#### ACTIVITY:
Out of the material that follows, write out exactly the lines from the line with "flower bed is" to the line with "paving stone is", both ends included, and no others.

══════════

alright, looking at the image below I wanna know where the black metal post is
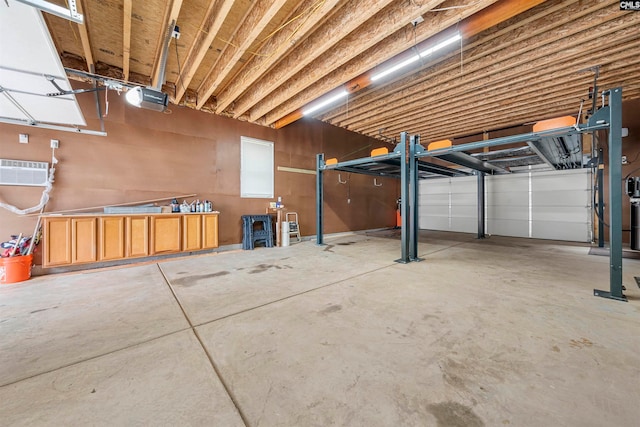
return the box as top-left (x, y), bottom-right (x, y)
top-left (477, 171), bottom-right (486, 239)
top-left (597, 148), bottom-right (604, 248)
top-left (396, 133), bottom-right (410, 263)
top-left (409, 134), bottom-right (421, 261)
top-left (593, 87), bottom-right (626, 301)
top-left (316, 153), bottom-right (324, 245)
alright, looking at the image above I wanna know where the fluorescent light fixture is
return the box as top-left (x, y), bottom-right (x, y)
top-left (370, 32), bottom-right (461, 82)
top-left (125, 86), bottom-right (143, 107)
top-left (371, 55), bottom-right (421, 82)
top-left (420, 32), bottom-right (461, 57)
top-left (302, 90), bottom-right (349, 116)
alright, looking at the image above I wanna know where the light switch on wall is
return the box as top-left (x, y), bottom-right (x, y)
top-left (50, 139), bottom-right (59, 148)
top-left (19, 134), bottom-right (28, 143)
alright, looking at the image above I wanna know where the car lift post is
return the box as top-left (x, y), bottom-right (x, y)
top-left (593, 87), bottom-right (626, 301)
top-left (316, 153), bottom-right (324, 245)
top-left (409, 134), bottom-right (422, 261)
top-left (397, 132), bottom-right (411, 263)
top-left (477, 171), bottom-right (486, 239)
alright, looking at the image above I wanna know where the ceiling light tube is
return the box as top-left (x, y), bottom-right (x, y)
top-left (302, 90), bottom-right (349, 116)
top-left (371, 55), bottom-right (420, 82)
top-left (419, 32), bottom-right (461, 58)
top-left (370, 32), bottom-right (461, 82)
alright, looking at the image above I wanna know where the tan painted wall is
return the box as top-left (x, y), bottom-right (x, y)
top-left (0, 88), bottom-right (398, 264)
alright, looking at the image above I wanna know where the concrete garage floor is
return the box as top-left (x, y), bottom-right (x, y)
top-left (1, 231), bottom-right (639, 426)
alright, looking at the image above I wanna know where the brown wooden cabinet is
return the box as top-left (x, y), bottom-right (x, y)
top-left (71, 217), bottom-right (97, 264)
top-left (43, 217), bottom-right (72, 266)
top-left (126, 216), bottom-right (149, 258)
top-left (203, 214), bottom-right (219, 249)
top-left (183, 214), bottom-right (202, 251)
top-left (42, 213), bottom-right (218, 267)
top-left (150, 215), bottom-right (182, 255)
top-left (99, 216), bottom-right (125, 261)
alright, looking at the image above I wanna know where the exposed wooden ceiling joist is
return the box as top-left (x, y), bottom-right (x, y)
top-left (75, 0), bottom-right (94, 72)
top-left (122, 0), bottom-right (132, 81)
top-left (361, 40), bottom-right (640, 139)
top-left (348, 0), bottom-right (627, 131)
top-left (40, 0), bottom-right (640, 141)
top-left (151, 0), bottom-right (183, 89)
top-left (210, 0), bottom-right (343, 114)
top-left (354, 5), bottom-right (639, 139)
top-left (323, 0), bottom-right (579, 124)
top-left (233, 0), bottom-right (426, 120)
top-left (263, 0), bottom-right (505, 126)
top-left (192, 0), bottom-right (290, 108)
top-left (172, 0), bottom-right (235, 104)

══════════

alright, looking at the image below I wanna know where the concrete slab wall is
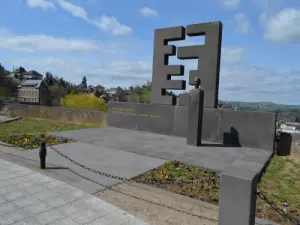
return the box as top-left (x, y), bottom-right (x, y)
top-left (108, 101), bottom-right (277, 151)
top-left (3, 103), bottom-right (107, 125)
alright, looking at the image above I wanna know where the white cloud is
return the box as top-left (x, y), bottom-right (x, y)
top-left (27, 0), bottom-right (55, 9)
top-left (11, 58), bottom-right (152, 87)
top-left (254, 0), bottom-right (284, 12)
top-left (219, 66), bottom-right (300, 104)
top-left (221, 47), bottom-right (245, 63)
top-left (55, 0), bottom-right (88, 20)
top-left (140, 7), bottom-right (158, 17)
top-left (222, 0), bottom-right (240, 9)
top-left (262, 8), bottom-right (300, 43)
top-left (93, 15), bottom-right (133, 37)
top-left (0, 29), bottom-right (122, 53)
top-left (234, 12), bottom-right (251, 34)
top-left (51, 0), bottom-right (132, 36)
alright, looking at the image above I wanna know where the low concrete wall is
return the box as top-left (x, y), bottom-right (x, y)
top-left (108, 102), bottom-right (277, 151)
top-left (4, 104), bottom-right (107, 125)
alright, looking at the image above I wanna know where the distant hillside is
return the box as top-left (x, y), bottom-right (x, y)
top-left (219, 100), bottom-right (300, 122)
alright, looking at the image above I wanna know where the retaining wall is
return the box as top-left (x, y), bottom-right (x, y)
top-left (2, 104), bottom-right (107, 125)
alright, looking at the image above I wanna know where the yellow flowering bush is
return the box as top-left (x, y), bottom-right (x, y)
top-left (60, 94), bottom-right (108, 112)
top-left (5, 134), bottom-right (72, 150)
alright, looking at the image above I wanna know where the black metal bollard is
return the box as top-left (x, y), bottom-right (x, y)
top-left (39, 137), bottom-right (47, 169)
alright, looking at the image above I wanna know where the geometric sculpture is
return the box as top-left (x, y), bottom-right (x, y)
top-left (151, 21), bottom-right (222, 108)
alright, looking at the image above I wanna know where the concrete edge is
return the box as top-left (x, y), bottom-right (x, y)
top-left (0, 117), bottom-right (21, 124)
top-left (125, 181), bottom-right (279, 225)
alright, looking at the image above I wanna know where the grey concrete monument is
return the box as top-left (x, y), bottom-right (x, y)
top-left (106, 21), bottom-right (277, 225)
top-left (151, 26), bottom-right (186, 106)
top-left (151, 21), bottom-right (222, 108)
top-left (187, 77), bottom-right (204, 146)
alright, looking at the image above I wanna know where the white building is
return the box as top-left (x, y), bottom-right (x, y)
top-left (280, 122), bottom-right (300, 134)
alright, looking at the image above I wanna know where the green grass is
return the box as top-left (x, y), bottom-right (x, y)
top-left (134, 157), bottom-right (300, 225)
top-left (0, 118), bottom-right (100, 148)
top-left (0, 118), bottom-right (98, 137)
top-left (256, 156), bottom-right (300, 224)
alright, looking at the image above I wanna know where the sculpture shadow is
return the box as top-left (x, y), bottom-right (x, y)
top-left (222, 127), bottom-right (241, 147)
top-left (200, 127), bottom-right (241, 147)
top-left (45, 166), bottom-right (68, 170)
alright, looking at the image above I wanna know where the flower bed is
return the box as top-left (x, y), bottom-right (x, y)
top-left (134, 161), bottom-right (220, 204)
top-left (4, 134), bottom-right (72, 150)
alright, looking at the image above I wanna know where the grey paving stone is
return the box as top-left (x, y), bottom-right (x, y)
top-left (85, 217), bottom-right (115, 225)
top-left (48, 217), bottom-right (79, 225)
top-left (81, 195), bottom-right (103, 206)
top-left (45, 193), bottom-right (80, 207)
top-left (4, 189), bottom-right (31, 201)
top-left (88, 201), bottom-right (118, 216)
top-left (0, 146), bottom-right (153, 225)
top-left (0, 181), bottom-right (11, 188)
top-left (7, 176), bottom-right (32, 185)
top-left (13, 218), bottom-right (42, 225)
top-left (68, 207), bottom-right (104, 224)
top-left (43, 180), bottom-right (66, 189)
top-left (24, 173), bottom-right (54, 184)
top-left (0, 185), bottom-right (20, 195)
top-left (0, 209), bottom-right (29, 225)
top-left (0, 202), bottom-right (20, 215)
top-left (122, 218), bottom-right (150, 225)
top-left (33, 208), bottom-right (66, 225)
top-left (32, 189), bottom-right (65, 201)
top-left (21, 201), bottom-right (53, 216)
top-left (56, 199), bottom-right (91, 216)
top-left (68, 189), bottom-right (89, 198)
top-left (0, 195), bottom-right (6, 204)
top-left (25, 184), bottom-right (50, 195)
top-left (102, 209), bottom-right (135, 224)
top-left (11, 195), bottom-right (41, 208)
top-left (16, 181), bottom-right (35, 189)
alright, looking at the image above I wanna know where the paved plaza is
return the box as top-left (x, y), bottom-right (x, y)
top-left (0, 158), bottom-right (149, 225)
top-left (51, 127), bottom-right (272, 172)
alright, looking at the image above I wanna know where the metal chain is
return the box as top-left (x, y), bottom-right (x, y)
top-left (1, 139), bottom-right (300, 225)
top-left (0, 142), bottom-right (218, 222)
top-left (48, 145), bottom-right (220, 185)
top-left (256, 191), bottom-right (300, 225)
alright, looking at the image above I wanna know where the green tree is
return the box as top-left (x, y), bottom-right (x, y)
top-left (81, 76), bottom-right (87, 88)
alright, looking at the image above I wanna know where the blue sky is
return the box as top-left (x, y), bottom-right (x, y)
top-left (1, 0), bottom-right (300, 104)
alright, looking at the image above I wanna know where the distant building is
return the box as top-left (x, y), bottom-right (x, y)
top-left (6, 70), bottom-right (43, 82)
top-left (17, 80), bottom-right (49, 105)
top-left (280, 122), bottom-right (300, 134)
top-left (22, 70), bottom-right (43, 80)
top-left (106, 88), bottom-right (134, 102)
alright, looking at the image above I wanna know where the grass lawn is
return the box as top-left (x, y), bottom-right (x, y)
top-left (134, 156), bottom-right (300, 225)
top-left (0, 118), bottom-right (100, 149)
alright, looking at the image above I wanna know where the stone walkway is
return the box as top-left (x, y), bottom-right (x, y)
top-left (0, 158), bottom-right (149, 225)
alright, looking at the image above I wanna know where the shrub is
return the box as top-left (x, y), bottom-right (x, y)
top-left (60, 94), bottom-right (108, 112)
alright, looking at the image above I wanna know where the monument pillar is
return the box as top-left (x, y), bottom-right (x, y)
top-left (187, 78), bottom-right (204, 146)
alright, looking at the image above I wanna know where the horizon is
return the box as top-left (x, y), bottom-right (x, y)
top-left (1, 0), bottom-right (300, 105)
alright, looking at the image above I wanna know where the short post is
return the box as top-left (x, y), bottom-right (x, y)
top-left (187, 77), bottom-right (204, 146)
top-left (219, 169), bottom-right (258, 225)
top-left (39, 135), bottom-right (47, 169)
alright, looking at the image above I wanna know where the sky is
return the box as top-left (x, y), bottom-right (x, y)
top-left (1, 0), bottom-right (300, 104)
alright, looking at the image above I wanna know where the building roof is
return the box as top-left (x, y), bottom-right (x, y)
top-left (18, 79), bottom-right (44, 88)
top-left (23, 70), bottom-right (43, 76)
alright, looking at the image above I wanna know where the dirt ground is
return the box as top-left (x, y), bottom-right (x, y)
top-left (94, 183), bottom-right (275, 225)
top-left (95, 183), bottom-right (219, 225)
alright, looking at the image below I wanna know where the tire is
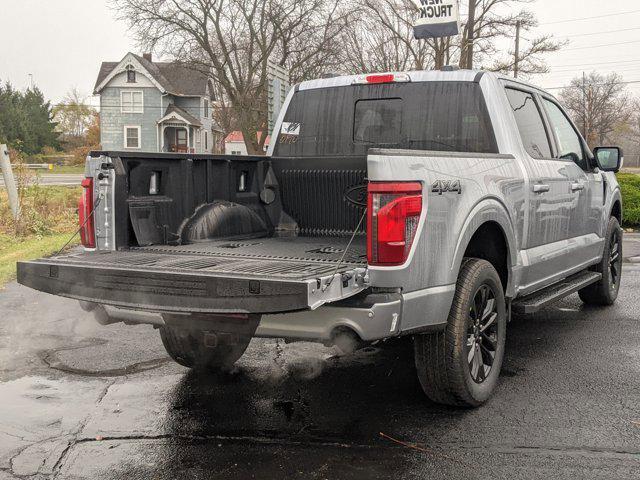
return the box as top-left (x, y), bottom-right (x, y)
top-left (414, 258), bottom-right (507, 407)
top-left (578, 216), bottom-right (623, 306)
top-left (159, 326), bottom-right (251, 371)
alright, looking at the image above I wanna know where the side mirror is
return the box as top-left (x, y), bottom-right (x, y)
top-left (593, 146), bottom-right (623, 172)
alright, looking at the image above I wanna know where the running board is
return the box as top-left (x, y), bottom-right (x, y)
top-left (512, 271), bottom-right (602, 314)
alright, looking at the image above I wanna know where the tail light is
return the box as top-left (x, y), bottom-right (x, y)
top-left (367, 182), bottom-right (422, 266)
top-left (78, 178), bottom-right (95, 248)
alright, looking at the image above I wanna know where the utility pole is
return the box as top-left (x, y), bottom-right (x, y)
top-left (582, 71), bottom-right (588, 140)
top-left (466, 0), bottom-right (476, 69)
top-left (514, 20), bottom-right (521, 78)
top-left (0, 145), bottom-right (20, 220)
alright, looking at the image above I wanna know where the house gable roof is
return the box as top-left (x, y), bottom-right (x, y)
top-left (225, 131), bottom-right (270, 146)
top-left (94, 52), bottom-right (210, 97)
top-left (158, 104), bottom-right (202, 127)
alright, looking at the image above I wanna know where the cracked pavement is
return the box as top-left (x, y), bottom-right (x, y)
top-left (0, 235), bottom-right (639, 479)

══════════

#### SOLUTION TO THIS TASK:
alright, looking at the image above I wanna know where the flower bed is
return the box as top-left (x, y), bottom-right (x, y)
top-left (134, 161), bottom-right (220, 204)
top-left (4, 134), bottom-right (72, 150)
alright, looking at the image above I wanna know where the grey paving stone is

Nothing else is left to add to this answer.